Find the string "below" in the records and copy each line where it occurs.

Natural-language object grounding data
#####

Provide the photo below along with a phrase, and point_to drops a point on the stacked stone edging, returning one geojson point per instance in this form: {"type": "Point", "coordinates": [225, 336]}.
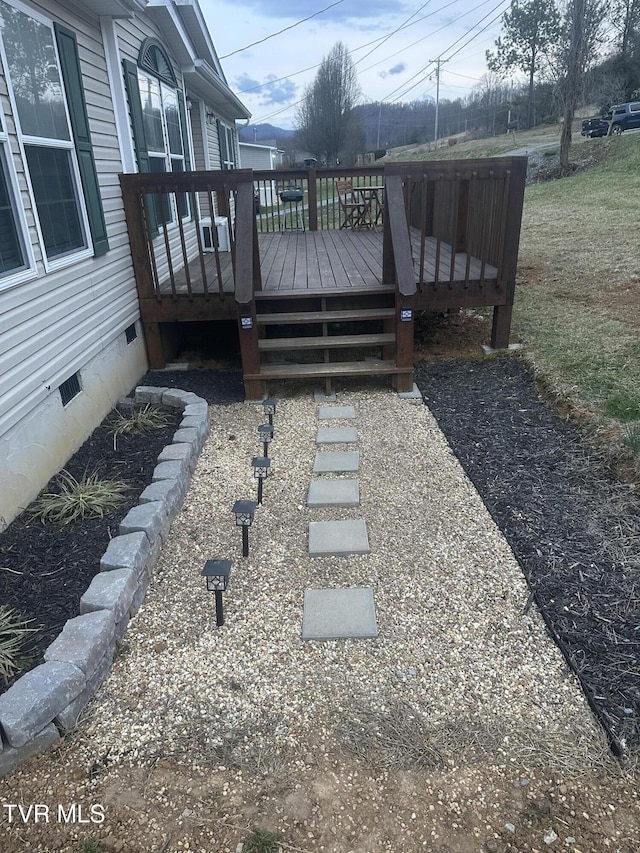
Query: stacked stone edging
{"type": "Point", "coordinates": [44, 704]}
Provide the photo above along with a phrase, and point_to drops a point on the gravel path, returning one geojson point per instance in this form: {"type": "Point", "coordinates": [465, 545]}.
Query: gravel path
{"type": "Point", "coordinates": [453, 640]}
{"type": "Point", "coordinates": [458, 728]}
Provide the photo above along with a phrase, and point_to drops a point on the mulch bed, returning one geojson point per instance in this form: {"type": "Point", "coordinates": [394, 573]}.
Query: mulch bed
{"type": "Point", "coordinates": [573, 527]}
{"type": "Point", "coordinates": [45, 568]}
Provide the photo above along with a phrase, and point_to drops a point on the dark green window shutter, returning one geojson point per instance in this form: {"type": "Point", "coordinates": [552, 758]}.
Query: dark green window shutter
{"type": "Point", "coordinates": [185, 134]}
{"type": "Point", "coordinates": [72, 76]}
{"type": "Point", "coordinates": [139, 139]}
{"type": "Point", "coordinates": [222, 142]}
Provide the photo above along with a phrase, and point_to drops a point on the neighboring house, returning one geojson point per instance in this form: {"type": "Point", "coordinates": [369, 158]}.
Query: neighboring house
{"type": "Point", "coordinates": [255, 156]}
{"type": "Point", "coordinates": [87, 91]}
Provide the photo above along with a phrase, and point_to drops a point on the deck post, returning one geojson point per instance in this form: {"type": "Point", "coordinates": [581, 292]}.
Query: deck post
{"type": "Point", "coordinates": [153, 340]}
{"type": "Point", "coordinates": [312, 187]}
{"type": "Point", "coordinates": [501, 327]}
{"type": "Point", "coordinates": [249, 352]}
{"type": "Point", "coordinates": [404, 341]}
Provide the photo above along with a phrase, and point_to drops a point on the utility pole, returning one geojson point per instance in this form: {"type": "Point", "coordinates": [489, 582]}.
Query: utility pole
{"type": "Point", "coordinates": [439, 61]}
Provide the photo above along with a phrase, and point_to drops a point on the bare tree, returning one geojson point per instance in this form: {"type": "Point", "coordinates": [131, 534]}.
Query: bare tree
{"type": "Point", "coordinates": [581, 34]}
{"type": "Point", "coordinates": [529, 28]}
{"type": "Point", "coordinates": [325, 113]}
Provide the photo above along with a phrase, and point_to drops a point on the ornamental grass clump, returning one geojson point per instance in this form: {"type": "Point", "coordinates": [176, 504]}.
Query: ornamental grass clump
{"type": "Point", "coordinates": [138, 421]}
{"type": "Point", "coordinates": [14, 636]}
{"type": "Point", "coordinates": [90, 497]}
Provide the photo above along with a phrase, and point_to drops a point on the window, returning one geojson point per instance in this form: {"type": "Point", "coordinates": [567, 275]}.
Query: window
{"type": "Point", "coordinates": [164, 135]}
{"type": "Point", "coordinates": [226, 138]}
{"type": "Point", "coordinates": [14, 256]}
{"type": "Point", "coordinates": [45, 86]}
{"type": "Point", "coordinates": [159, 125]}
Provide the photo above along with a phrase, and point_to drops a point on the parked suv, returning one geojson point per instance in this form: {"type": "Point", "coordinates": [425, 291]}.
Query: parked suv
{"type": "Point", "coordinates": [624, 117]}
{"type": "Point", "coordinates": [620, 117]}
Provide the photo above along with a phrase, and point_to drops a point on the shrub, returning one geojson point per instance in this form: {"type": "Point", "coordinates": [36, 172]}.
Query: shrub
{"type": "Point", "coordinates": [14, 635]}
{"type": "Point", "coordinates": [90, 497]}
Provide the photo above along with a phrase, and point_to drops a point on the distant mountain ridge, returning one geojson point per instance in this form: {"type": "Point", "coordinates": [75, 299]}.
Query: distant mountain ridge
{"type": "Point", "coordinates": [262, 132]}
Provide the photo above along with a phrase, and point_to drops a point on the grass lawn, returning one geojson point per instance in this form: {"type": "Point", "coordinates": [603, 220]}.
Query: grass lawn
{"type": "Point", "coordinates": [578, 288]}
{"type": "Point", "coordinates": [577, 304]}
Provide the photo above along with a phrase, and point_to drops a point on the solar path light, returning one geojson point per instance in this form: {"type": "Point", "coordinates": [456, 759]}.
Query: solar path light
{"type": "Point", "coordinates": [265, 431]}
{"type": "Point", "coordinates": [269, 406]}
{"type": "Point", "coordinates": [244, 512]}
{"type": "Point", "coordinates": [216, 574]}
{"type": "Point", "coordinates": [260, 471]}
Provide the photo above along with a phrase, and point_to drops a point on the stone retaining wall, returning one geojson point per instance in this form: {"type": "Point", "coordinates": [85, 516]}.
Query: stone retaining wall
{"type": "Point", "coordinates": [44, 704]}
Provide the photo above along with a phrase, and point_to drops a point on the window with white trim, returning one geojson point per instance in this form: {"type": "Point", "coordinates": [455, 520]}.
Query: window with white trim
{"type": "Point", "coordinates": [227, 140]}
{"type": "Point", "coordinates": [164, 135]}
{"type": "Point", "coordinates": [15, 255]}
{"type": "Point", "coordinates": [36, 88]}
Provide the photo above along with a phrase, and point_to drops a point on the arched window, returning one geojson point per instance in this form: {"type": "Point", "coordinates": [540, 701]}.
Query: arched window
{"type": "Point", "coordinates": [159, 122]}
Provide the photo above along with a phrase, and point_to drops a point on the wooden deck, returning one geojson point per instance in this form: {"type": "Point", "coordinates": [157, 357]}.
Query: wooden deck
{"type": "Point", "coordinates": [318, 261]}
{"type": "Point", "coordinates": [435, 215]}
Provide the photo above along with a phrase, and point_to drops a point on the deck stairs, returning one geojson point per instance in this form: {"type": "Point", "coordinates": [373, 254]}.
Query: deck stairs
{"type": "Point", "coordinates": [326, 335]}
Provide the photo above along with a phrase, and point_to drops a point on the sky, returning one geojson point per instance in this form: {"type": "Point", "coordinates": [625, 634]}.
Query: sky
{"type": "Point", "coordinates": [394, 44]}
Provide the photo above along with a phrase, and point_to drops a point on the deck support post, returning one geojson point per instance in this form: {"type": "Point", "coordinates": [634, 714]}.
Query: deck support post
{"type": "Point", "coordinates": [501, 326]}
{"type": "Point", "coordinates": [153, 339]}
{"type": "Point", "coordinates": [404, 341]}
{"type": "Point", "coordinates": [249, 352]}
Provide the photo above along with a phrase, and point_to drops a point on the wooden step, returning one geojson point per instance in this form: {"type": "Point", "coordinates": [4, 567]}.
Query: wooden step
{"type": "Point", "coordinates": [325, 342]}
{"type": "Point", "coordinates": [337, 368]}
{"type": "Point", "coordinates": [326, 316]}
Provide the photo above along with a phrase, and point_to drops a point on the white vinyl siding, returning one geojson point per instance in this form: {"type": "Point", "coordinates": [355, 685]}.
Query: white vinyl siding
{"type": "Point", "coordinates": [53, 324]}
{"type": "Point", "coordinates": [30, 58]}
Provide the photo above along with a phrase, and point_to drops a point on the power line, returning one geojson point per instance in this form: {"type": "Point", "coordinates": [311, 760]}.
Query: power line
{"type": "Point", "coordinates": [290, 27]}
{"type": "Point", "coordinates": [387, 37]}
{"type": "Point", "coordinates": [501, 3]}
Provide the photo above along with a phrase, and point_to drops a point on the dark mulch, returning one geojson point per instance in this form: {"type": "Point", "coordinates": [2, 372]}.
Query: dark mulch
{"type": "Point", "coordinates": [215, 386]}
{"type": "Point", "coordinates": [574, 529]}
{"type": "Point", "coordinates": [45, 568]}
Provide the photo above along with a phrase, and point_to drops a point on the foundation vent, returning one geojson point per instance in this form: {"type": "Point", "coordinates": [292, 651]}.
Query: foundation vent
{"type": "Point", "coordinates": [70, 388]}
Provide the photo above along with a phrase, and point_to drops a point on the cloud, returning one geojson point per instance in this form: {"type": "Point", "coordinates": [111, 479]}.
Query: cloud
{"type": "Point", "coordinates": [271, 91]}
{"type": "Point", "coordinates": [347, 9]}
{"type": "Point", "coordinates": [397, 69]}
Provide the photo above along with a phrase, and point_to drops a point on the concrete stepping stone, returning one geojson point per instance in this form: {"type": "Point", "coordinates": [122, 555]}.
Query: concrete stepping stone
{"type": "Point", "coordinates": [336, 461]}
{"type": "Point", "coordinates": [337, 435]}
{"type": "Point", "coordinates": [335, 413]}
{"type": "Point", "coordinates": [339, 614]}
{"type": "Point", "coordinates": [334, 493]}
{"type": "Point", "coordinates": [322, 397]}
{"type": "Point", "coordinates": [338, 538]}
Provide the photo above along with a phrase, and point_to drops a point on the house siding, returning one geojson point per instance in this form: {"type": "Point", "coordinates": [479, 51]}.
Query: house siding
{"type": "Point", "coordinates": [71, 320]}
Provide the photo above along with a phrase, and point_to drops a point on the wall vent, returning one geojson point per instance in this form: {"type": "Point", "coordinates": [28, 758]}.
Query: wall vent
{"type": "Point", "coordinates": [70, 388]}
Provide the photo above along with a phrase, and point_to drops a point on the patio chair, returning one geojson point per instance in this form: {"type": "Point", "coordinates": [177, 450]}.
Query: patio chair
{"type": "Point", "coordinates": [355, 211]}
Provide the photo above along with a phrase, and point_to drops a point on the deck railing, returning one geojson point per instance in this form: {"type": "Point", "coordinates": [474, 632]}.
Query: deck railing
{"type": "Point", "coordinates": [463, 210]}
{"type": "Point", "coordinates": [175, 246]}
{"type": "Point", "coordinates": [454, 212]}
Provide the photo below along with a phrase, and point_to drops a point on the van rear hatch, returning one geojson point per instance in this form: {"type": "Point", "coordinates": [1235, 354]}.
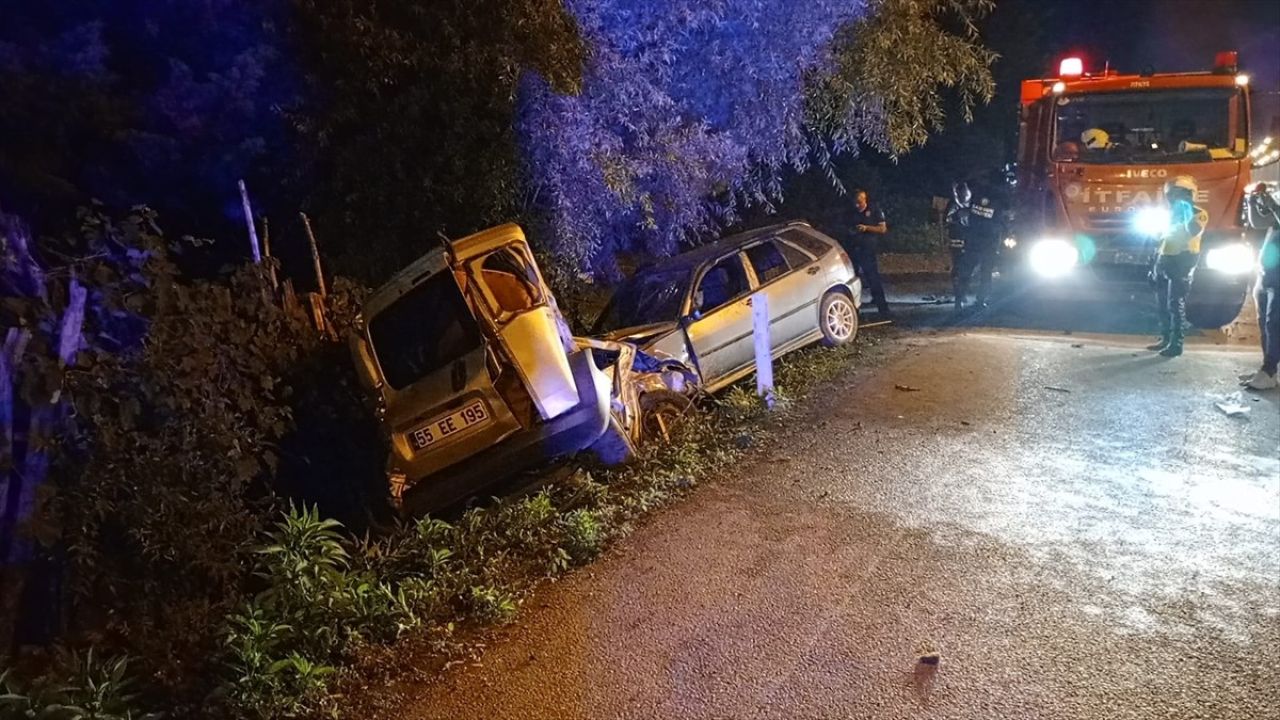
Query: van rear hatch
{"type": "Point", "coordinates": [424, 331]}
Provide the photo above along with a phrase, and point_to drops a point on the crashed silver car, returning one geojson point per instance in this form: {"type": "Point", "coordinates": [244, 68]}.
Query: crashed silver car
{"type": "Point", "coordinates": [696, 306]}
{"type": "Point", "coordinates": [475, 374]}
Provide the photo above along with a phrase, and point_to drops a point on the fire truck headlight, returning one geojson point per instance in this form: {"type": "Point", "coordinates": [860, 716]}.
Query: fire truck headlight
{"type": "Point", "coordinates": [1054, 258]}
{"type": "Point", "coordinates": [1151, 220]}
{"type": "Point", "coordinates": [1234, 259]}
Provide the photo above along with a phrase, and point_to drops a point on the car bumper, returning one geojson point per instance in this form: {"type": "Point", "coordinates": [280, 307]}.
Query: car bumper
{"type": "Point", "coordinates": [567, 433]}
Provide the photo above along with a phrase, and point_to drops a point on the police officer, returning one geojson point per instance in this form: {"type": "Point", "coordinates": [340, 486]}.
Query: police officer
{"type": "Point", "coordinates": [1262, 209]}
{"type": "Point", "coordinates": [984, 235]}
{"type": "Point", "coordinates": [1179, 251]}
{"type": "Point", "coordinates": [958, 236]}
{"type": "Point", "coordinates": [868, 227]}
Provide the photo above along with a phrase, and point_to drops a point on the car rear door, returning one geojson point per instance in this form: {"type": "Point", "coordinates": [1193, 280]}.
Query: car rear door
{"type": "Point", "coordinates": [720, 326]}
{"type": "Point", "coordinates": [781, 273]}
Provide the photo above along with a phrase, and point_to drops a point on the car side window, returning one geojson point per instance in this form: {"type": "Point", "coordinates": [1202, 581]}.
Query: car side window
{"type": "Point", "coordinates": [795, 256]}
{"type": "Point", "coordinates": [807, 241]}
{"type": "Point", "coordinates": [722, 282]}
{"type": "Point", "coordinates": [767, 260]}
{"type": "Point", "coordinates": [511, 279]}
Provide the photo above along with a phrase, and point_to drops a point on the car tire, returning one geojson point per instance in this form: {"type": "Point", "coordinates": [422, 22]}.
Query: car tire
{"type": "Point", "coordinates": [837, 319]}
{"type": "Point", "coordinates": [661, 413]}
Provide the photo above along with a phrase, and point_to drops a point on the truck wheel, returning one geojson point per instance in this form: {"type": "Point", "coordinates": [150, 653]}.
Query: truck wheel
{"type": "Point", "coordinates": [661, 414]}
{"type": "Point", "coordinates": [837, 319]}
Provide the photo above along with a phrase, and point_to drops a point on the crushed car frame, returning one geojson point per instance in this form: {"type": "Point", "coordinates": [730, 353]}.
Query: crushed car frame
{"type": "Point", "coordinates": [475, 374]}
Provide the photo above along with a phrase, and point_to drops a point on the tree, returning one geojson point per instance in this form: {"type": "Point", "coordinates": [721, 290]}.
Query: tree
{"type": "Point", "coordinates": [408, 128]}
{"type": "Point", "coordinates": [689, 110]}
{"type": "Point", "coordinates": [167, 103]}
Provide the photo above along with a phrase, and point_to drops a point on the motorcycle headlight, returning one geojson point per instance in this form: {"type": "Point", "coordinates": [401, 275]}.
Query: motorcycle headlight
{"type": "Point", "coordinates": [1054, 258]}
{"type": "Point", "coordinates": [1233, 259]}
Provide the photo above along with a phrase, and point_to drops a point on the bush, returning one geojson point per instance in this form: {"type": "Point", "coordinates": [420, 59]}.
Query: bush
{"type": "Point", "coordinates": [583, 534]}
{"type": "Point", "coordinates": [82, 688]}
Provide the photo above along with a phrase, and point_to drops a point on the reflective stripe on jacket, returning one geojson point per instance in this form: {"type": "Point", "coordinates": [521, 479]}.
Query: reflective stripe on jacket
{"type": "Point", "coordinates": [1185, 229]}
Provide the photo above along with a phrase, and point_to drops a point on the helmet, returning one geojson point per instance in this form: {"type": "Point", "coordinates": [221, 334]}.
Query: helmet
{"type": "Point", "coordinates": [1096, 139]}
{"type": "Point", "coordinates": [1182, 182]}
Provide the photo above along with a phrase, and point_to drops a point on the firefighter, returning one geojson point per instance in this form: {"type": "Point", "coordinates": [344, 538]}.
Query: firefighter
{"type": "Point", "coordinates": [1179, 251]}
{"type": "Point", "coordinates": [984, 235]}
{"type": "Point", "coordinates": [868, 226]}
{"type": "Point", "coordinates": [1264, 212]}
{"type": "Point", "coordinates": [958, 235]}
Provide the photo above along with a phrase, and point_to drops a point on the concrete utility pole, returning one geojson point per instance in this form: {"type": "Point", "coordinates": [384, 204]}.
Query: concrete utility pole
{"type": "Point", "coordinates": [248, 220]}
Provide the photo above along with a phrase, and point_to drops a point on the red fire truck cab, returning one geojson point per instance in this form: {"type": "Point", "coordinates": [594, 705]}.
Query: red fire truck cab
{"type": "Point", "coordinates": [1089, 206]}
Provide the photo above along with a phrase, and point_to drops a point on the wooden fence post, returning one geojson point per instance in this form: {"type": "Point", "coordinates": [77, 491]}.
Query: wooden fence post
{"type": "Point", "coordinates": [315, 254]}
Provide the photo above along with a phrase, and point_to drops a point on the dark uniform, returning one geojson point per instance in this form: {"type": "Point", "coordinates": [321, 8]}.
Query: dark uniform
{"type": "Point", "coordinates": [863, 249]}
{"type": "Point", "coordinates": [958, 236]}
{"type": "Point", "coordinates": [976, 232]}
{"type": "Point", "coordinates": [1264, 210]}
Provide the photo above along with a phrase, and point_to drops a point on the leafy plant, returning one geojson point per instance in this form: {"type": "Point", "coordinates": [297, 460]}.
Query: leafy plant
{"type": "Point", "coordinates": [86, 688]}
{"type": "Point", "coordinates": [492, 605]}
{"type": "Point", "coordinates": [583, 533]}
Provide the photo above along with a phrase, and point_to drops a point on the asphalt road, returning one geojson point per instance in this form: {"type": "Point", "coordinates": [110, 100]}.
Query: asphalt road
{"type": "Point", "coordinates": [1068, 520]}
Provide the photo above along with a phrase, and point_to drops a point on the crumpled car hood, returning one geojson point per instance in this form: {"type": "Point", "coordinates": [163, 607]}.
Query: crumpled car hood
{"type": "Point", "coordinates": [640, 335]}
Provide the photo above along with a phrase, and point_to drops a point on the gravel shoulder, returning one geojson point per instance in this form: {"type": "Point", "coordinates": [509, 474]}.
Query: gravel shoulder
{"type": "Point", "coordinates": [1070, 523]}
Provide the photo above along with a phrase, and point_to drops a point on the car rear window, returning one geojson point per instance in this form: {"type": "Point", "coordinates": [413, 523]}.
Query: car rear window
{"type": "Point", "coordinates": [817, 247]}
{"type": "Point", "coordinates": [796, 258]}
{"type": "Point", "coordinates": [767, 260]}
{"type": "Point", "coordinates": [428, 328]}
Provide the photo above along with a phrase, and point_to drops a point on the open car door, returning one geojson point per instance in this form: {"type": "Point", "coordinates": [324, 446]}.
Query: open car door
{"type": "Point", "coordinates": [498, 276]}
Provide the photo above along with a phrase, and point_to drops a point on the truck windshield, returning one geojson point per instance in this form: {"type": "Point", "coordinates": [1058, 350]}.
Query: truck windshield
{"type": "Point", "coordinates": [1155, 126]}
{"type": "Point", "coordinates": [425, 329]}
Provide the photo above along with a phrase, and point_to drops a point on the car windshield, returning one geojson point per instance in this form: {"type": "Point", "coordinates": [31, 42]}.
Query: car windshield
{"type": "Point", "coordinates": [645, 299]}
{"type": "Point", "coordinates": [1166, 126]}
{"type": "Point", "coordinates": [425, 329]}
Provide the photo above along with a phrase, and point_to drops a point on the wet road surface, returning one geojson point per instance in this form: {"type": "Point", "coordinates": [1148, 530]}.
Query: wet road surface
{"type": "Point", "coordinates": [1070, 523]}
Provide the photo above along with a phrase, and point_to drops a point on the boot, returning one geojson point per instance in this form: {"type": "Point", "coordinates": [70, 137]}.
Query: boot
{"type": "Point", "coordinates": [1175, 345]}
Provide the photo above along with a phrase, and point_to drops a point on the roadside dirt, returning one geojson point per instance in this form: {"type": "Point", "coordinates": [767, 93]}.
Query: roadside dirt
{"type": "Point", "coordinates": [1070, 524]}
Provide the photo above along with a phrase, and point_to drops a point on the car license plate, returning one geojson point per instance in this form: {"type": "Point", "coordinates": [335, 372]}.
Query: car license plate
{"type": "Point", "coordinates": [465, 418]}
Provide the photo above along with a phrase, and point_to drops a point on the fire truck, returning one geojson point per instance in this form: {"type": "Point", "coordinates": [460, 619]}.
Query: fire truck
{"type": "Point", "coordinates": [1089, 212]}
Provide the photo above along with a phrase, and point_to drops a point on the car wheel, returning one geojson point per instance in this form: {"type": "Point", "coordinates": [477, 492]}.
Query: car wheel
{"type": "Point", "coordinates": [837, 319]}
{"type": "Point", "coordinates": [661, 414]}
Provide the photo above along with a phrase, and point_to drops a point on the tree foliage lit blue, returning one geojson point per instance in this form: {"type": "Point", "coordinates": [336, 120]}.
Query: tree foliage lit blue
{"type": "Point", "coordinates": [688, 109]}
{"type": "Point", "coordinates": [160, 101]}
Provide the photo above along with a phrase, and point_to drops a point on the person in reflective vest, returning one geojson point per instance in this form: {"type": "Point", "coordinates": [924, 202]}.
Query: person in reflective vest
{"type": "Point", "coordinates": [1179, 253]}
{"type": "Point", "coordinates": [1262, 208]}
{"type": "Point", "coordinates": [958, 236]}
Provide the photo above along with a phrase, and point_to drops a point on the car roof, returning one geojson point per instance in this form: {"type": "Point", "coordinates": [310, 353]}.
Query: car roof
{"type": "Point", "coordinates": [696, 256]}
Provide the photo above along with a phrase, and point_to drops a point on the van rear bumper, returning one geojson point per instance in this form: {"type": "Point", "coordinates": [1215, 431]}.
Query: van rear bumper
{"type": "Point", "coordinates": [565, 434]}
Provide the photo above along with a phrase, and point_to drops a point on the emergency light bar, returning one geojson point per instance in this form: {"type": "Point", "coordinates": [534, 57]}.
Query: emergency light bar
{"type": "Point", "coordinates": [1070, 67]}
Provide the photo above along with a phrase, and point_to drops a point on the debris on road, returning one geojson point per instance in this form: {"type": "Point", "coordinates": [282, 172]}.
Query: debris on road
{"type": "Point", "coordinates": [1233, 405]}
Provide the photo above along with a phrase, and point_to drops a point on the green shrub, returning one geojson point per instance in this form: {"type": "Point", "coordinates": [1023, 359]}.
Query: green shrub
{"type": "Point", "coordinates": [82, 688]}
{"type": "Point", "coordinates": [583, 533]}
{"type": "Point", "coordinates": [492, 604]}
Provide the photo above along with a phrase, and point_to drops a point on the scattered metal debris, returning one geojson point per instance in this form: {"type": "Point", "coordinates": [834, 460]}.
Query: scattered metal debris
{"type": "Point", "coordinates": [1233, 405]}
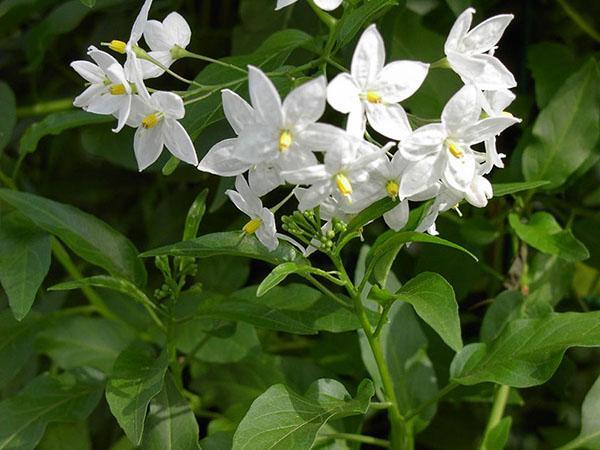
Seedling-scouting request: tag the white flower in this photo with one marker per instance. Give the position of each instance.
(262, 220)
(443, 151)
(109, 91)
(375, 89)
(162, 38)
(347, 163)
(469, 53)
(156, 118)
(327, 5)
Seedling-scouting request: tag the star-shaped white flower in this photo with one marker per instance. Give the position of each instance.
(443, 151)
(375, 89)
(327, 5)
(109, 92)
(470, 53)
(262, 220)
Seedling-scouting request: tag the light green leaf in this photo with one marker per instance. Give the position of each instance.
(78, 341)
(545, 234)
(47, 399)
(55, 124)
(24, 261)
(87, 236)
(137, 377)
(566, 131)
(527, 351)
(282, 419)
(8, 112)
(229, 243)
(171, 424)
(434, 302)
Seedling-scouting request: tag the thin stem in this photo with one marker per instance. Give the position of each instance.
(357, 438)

#####

Reply to the exercise:
Provide the photo below along with a phrase, and point_to drops a point on the stacked stone edging, returning one geojson point per instance in this form: {"type": "Point", "coordinates": [225, 336]}.
Provide the photo below along with a phrase, and point_to drops a point on the van rear hatch, returning one geojson point per instance in this form: {"type": "Point", "coordinates": [1235, 354]}.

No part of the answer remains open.